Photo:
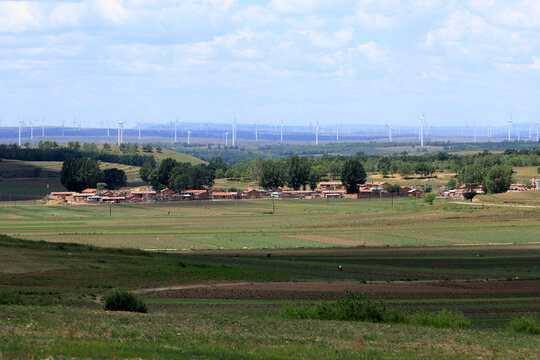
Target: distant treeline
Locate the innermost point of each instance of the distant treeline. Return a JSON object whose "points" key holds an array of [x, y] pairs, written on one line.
{"points": [[55, 153], [232, 155]]}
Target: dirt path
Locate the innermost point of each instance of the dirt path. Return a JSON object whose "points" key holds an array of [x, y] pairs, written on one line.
{"points": [[457, 286], [503, 205]]}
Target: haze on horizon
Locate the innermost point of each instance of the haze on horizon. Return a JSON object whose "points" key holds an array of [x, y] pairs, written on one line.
{"points": [[338, 61]]}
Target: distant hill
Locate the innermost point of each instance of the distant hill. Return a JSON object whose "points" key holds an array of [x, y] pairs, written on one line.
{"points": [[164, 154]]}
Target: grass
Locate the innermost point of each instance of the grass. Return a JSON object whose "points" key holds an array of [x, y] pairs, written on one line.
{"points": [[248, 224], [60, 284]]}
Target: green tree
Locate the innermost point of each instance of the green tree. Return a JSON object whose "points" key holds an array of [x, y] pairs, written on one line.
{"points": [[384, 165], [353, 173], [297, 171], [79, 174], [498, 179], [471, 176], [428, 198], [114, 178], [164, 170], [451, 184], [273, 174], [406, 169], [147, 148]]}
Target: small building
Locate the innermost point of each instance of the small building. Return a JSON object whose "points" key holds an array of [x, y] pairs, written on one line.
{"points": [[222, 195], [195, 195], [377, 185], [167, 193], [60, 195], [517, 188], [331, 185], [113, 199], [416, 193]]}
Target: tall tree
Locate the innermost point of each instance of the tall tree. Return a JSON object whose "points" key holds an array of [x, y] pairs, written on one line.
{"points": [[79, 174], [297, 171], [114, 178], [353, 173], [498, 179]]}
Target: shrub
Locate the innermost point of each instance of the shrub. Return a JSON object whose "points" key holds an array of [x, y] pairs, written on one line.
{"points": [[442, 319], [10, 298], [429, 198], [526, 324], [120, 300], [355, 306]]}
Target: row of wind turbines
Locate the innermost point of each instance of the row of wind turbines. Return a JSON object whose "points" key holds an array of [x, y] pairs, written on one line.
{"points": [[234, 126]]}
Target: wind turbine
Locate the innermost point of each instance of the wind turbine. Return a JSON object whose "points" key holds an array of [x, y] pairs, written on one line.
{"points": [[234, 133], [422, 121], [120, 127], [537, 129], [20, 129], [317, 133], [510, 128]]}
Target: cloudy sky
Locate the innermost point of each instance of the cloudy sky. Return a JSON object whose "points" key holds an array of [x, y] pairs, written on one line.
{"points": [[338, 61]]}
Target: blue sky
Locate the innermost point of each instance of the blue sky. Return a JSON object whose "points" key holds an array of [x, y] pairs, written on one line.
{"points": [[338, 61]]}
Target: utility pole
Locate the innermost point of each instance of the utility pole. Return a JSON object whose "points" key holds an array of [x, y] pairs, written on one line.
{"points": [[317, 133], [20, 127], [422, 131]]}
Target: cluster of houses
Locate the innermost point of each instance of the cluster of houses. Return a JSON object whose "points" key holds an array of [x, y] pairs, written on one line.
{"points": [[325, 190], [458, 193]]}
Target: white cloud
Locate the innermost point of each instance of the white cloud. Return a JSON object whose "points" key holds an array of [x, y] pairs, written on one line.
{"points": [[18, 16], [340, 38]]}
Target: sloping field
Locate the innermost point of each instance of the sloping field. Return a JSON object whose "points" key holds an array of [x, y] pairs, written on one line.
{"points": [[297, 223]]}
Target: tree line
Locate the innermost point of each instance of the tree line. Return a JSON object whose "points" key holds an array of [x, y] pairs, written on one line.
{"points": [[50, 151], [78, 174]]}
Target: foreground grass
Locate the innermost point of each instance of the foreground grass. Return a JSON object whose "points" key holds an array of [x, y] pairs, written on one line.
{"points": [[73, 332], [250, 224]]}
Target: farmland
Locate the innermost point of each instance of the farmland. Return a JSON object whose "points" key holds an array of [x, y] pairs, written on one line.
{"points": [[217, 274], [218, 305], [251, 224]]}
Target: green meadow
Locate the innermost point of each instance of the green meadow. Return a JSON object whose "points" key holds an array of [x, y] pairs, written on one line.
{"points": [[253, 224]]}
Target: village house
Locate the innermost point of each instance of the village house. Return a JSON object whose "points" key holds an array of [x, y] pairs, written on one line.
{"points": [[196, 195], [377, 185], [222, 195], [331, 185], [517, 188]]}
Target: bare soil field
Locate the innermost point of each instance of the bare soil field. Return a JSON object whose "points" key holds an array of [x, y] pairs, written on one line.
{"points": [[319, 290]]}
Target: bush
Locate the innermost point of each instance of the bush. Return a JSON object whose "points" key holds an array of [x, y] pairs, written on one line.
{"points": [[428, 198], [526, 324], [355, 306], [10, 298], [442, 319], [120, 300]]}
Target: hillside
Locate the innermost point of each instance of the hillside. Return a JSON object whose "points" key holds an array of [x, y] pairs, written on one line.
{"points": [[164, 154]]}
+++++
* EXERCISE DIRECTIONS *
Copy out every line of the records above word for word, but leave the pictures out.

* WORKED SOLUTION *
Photo:
Target: distant treeline
Locate the innermost point of each instance of the distant treeline. Return a JSON object whose "points" key holds an array of [x, y] pairs, written on one line.
{"points": [[55, 153], [232, 155]]}
Target: dirt path
Locate the innermost point of each instance of the dirt path. Return a JSON object whose "points" key holds an array of [x, y] pairs, written on one line.
{"points": [[457, 286], [503, 205]]}
Target: haze on horizon
Locate the innermost point of each instance of the haze on horizon. Return a JSON object whose "points" key holds an array of [x, y] pairs, written on one line.
{"points": [[338, 61]]}
Target: distant hill
Locate the innermost point of each instance of the distant hill. Return a JSON object whose "points" key holds an array of [x, y] pairs, written on one line.
{"points": [[164, 154]]}
Target: grass
Locate the innermost point of each instance of the grass. Return a JSON object whose "points" key holds an array of [x, y] pairs, written on one line.
{"points": [[248, 224], [60, 284]]}
Target: green tree
Locate the innermost point of each instance of the green tree. Return a JSON object whose "points" key holds an array of [x, y] pairs, written on one line.
{"points": [[384, 165], [353, 173], [297, 171], [79, 174], [498, 179], [471, 176], [428, 198], [114, 178], [164, 170], [451, 184], [273, 174], [406, 169], [147, 148]]}
Target: small building
Locate the innermost point of each instance of the small building. Return a JSON object whose "points" key holds an array of [x, y] pairs, written on one line.
{"points": [[222, 195], [195, 195], [377, 185], [167, 193], [60, 195], [517, 188], [331, 185], [113, 199], [416, 193]]}
Target: tall tree
Locate the innermost point of each instance of the tall tree. Return a JSON object whose "points" key holds an array of [x, y] pairs, written on one line.
{"points": [[79, 174], [297, 171], [114, 178], [353, 173], [498, 179]]}
Target: shrub
Locate the innermost point of each instance of the shrub. Return a JSON object whose "points" key holds an array of [x, y] pairs, written on one line.
{"points": [[442, 319], [10, 298], [429, 198], [526, 324], [120, 300], [355, 306]]}
Target: row of wind turbines
Locate the innermost point of each instance of the row of wind turbines. Return a JSON object whose "points" key holds an array of [x, y] pairs, written on one line.
{"points": [[234, 126]]}
Target: wind turbine
Locate the innermost point of each instance of the wind turbine. Return a JSON object whose "points" key holds an array of [x, y] pairs, written on one line.
{"points": [[234, 133], [422, 121], [120, 127], [537, 129], [20, 129], [317, 133], [510, 128]]}
Target: cloudy sky
Locate the innermost point of each instance of the cloudy sky. Return a JSON object whose "points" key holds an array of [x, y] pairs, written on one line.
{"points": [[338, 61]]}
Target: blue sky
Locate the innermost point of each instance of the blue sky. Return a JSON object whose "points" key holds an array of [x, y] pairs, written on one line.
{"points": [[338, 61]]}
Target: utility pole
Locate the innermost point of each instance of the utility pole. Return a JSON object whose "points" key holds an array of [x, y] pairs, written on one line.
{"points": [[317, 133], [20, 127], [422, 131]]}
Target: cluster of houses
Locate the innermost point of each instance of the cluster of houses. Return a JSON object whose "points" key holds an array of [x, y] pairs, written on one line.
{"points": [[325, 190], [458, 193]]}
Target: white cloud
Locate the innermost point of each instance of the white cloud. Return a JSON object whose "points" key holds an array of [x, y] pairs, written on one line.
{"points": [[18, 16], [340, 38]]}
Target: sloping field
Locate the innermost point of each instance of the sloping field. Return a JSON object whose "points" key holds an array of [x, y] pairs, written on one line.
{"points": [[297, 223]]}
Target: tree line
Locate the innermost point of each instance of the tree line. Return a JSON object whose "points" key holds an array of [x, y] pairs, written on one line.
{"points": [[50, 151], [78, 174]]}
Target: foreground grass
Locate the innermost point of each instance of the foreground grass. Return a JSON object whose "points" key holds an array of [x, y] pairs, written on one line.
{"points": [[73, 332], [250, 224]]}
Target: farmland
Locate the innermost point of each instance of the farmland. Return a JSON object whose "points" key holds an array of [x, y] pairs, written on one line.
{"points": [[217, 274], [218, 305], [251, 224]]}
Target: green meadow
Locate the innermost point of each instance of the green meadow. Return a JSON object whose "points" key holds an array of [x, y] pairs, written on one line.
{"points": [[253, 224]]}
Target: village house
Locate the innermost point of each instance of the village house. Return a JSON object whose "points" key holds an array of [x, y] pairs, written on one line.
{"points": [[196, 195], [377, 185], [222, 195], [331, 185], [517, 188]]}
Target: bare soil field
Locate the innermost point of each instance of the bare soil field. Return a JSON object whose "points" key holds an array of [x, y] pairs, written on one line.
{"points": [[319, 290]]}
Target: bush
Locate the innermost point of each instance of the bush. Return a JSON object whose "points" key holds an array of [x, y] pairs, written on one line.
{"points": [[428, 198], [526, 324], [355, 306], [10, 298], [442, 319], [120, 300]]}
Target: hillside
Locate the innermost point of each instance of the hillside. Return a JSON object whose "points" key holds an array of [x, y] pairs, written on one line.
{"points": [[164, 154]]}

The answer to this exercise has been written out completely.